Transcribe the full listing exactly, and drop every picture.

------ GIVEN DATA ------

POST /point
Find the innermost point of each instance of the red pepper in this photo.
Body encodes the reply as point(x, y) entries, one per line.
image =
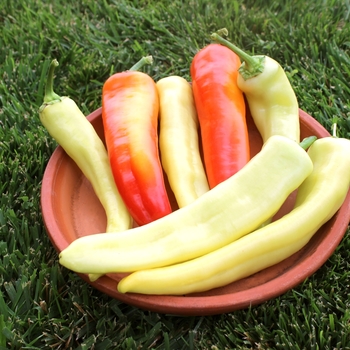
point(221, 112)
point(130, 108)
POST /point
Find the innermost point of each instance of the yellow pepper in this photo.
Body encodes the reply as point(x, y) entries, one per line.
point(232, 209)
point(69, 127)
point(178, 140)
point(318, 199)
point(270, 96)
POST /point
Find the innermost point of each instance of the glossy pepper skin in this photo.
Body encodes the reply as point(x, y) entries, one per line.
point(221, 112)
point(271, 98)
point(69, 127)
point(130, 108)
point(178, 140)
point(318, 199)
point(229, 211)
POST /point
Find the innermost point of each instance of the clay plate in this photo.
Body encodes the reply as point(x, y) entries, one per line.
point(71, 209)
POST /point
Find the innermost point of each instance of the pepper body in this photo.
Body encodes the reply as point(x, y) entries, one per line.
point(270, 96)
point(318, 199)
point(130, 108)
point(229, 211)
point(221, 111)
point(178, 140)
point(74, 133)
point(272, 102)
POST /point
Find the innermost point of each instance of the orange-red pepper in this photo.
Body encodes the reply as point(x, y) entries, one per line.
point(130, 108)
point(221, 112)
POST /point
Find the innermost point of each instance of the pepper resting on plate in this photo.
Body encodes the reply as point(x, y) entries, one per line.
point(130, 108)
point(271, 98)
point(221, 112)
point(319, 197)
point(74, 133)
point(232, 209)
point(178, 140)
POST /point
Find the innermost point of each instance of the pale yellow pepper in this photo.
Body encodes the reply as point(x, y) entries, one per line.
point(178, 140)
point(232, 209)
point(66, 123)
point(319, 197)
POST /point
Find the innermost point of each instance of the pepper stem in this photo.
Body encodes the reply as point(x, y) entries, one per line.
point(143, 61)
point(307, 142)
point(50, 95)
point(252, 66)
point(334, 130)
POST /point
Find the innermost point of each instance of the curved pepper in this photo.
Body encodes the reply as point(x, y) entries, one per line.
point(130, 108)
point(178, 140)
point(221, 112)
point(229, 211)
point(271, 98)
point(74, 133)
point(318, 199)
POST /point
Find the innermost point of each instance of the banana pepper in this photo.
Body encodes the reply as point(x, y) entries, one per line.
point(232, 209)
point(272, 101)
point(74, 133)
point(178, 140)
point(318, 199)
point(221, 112)
point(130, 107)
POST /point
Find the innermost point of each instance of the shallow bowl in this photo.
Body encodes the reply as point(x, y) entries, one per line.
point(71, 209)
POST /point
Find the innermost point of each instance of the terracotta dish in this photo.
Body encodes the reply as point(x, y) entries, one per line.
point(71, 209)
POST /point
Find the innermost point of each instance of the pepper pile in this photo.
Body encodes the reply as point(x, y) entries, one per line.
point(222, 230)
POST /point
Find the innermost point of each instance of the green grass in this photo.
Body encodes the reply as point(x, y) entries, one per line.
point(43, 305)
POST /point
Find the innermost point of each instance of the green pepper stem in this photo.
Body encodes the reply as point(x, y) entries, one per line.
point(143, 61)
point(307, 142)
point(50, 95)
point(252, 66)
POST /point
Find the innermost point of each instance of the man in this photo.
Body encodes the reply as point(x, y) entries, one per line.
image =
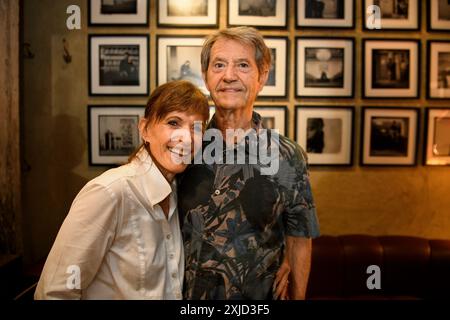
point(241, 226)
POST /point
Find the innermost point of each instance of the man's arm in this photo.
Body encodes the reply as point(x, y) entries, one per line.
point(298, 254)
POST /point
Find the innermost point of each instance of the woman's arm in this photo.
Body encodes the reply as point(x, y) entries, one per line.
point(81, 244)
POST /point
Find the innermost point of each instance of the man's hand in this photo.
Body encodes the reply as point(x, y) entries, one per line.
point(281, 283)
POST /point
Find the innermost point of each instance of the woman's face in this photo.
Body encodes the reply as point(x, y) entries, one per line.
point(171, 141)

------

### WRITTEN SOLUTION
POST /point
Find the innermost point of each instance of the red pepper in this photo.
Body encodes the reply as point(x, y) entries, one per line.
image =
point(221, 112)
point(130, 108)
POST /point
Find the innermost point of each instance of the yellow pepper in this photo.
Body encodes the reply as point(x, y) entries, one per line.
point(232, 209)
point(69, 127)
point(178, 140)
point(318, 199)
point(270, 96)
POST /point
Find the innermost point of each instance of the glossy pepper skin in this photo.
Body encodes the reply as point(x, y) entries, one per line.
point(221, 112)
point(271, 98)
point(69, 127)
point(130, 108)
point(178, 140)
point(318, 199)
point(229, 211)
POST /point
Find the innermost point of each instance of the clay plate in this photo.
Body encodes the reply as point(x, y) entries, one per line.
point(71, 209)
POST /point
Find the innermost point of each instance of the pepper body in this photo.
Body encodes the reply as point(x, y) entries, one per line.
point(270, 96)
point(318, 199)
point(130, 108)
point(229, 211)
point(221, 111)
point(178, 140)
point(74, 133)
point(272, 102)
POST /point
Find the innermost point of each instance of the orange-red pepper in this photo.
Body encodes the reply as point(x, y) entries, one per line.
point(130, 108)
point(221, 112)
POST /point
Find the innermost point of each instance of the pepper resting on plate in this photo.
Body encodes the reply as point(x, y) entries, one per line.
point(130, 108)
point(271, 98)
point(221, 112)
point(319, 197)
point(74, 133)
point(232, 209)
point(178, 140)
POST /point
Find the innermost point of each instance of the pale yellow pepper in this photo.
Body encodes the reply as point(x, y) entries, one per line.
point(178, 140)
point(232, 209)
point(66, 123)
point(319, 197)
POST /point
Find the innermost point of each instance of the pepper stem in this photo.
Body encodes the reply as point(x, y) entries, one per line.
point(143, 61)
point(307, 142)
point(50, 95)
point(252, 66)
point(334, 130)
POST /point
Find the innermost point of each instance of the curved pepper in this photo.
Body encodes the reply as point(x, y) entries, one per line.
point(130, 108)
point(178, 140)
point(221, 112)
point(229, 211)
point(271, 98)
point(74, 133)
point(318, 199)
POST /point
Find the innermost point of each instance of the banana pepper in this photo.
Body encodes the reply as point(x, y) entries, one per line.
point(232, 209)
point(272, 101)
point(74, 133)
point(178, 140)
point(318, 199)
point(221, 112)
point(130, 107)
POST /point
Find the innermost point of each instance of the shallow bowl in this photo.
Body encodes the reply as point(x, y) entries, one per line.
point(71, 209)
POST /point
Find the innermost point of each instance of the terracotta dish in this photo.
Body encodes the reply as point(x, y) entries, one per line.
point(71, 209)
POST /point
Find the innermost point of each instance of the pepper pile in this photo.
Body encodes the reply as point(x, y) entries, one per line.
point(222, 230)
POST /point
Find the innermost point of each instance of the green grass in this photo.
Body encodes the reply as point(x, y) entries, one per line.
point(43, 305)
POST /point
Find the innermost point of each instance of the green pepper stem in this photo.
Body encodes the reply as point(x, y) entries, one per line.
point(143, 61)
point(307, 142)
point(50, 95)
point(252, 66)
POST /point
Find the innermost point of each instance of the man in this photo.
Body encodes the reply as point(x, y) entries, one per line.
image =
point(241, 226)
POST /point
Find the innermost point of each instance of the man's arm in this photo.
Body encodes the reply as point(x, y) entries, one per line.
point(298, 254)
POST /point
Find the innermost point of each instance of the woman's arm in this photo.
Body encodes the reply as point(x, y) entries, one per line.
point(81, 244)
POST /point
Find the innermost point of each instance of the man's hand in this photo.
Body encodes the reply as point(x, y) entries, one per line.
point(281, 283)
POST /point
Find the innermost point of each instance of the woman's face in this photo.
Body encodes the reply as point(x, y) entries, one per line.
point(171, 141)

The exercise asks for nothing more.